• Stored data:

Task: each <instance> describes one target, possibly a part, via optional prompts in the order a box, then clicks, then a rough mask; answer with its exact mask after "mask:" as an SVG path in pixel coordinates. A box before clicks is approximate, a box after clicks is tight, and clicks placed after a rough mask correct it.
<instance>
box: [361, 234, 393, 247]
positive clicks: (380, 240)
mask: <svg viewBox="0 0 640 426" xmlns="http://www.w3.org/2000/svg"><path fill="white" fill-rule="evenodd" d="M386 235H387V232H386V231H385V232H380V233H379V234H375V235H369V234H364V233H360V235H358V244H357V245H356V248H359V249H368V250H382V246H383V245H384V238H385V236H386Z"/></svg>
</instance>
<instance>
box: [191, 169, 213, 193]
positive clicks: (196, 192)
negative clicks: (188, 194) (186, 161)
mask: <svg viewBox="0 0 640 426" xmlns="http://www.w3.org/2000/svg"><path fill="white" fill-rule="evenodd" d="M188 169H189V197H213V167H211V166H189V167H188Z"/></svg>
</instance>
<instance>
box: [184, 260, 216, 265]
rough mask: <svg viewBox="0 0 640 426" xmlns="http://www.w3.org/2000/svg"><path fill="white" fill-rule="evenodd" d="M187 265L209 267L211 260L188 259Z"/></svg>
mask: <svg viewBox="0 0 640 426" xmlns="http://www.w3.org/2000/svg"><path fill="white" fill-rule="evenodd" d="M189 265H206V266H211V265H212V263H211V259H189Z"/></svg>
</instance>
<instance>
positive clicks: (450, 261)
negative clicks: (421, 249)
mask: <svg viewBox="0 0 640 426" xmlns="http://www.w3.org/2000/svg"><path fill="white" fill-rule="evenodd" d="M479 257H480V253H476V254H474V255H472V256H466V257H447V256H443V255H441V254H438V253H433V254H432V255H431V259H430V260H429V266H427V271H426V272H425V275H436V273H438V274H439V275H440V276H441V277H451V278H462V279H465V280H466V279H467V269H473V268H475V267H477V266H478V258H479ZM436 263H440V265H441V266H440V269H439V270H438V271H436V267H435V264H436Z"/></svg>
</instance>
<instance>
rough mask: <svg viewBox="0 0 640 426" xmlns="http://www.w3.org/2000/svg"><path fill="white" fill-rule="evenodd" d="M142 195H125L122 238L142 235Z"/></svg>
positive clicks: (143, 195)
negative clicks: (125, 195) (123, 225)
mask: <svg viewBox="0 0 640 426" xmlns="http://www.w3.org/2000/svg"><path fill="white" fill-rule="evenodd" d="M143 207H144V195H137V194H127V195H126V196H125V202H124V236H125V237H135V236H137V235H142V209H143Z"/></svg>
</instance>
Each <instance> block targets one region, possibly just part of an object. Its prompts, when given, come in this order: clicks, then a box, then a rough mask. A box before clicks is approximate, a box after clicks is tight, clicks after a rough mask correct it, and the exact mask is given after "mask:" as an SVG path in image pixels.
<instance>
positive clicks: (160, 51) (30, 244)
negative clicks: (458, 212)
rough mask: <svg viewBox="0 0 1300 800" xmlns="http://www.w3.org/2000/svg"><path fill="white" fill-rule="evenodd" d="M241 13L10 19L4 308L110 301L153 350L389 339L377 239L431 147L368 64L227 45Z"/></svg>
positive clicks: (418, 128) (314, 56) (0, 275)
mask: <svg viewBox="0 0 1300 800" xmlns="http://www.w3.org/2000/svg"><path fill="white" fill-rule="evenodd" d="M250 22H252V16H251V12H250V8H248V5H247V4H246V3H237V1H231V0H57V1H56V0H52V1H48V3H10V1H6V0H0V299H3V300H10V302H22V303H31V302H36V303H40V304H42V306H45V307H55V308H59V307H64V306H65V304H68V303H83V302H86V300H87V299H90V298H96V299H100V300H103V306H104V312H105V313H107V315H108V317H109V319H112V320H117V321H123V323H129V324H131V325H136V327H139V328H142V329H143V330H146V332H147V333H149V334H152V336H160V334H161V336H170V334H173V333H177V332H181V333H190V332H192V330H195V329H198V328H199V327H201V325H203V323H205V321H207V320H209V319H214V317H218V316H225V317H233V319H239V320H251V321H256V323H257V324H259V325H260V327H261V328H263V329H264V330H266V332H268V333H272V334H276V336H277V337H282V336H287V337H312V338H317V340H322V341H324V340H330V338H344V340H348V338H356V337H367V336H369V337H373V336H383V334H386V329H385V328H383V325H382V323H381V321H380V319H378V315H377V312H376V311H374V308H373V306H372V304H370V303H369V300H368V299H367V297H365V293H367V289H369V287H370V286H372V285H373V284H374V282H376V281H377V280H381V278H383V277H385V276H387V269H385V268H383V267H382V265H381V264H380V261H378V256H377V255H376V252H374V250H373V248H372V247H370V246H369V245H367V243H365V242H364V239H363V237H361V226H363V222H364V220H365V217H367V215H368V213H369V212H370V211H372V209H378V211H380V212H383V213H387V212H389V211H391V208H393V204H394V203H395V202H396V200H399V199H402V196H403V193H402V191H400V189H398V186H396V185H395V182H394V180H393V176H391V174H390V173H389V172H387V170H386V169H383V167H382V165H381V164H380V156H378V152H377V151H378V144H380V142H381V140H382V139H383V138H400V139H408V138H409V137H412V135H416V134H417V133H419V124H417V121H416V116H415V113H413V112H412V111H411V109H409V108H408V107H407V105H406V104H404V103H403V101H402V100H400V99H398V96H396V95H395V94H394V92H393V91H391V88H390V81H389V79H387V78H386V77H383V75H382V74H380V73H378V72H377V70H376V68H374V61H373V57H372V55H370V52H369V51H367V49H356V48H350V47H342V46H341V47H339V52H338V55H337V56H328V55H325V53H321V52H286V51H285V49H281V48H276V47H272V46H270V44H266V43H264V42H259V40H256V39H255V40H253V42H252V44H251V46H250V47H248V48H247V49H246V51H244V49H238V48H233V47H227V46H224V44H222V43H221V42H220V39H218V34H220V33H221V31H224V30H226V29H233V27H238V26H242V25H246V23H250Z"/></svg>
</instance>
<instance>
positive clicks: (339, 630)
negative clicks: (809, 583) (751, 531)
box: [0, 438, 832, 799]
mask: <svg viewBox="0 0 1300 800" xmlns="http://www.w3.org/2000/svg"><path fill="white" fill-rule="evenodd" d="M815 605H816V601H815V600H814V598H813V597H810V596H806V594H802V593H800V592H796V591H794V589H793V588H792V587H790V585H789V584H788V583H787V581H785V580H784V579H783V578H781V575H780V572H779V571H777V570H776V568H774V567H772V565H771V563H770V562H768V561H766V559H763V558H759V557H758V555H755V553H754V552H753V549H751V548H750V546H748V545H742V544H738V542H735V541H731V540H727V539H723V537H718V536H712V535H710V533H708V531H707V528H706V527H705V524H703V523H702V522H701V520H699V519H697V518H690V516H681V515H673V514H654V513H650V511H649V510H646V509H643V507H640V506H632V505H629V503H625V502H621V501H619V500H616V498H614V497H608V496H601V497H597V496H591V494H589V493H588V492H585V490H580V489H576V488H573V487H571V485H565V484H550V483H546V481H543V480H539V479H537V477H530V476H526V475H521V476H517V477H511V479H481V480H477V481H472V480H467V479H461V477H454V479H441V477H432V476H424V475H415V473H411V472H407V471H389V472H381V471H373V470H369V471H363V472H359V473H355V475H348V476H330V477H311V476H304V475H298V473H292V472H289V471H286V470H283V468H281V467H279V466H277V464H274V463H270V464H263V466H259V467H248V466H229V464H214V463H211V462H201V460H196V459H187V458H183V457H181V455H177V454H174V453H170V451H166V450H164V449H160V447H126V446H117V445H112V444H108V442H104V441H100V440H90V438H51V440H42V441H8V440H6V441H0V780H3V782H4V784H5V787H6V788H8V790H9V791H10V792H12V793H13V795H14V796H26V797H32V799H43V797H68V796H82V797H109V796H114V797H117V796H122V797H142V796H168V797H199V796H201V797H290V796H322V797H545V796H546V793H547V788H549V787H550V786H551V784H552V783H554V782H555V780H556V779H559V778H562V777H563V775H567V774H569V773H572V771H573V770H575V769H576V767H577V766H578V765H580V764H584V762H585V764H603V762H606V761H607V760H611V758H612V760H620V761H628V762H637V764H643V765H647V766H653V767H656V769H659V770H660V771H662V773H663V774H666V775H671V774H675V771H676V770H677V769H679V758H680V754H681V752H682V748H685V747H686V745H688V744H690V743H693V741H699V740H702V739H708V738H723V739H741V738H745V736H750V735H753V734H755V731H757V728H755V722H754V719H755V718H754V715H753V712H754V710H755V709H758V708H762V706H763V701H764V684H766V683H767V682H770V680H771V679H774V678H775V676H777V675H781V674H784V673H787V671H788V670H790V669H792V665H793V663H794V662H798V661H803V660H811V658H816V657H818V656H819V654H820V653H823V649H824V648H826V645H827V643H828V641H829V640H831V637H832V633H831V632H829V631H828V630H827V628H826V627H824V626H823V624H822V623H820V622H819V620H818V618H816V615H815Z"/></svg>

• WHAT YOU ARE ASKED TO DO: Please say how many lines in the entries hold the string "part". Give only the number.

• COMPLETED EXERCISE: 2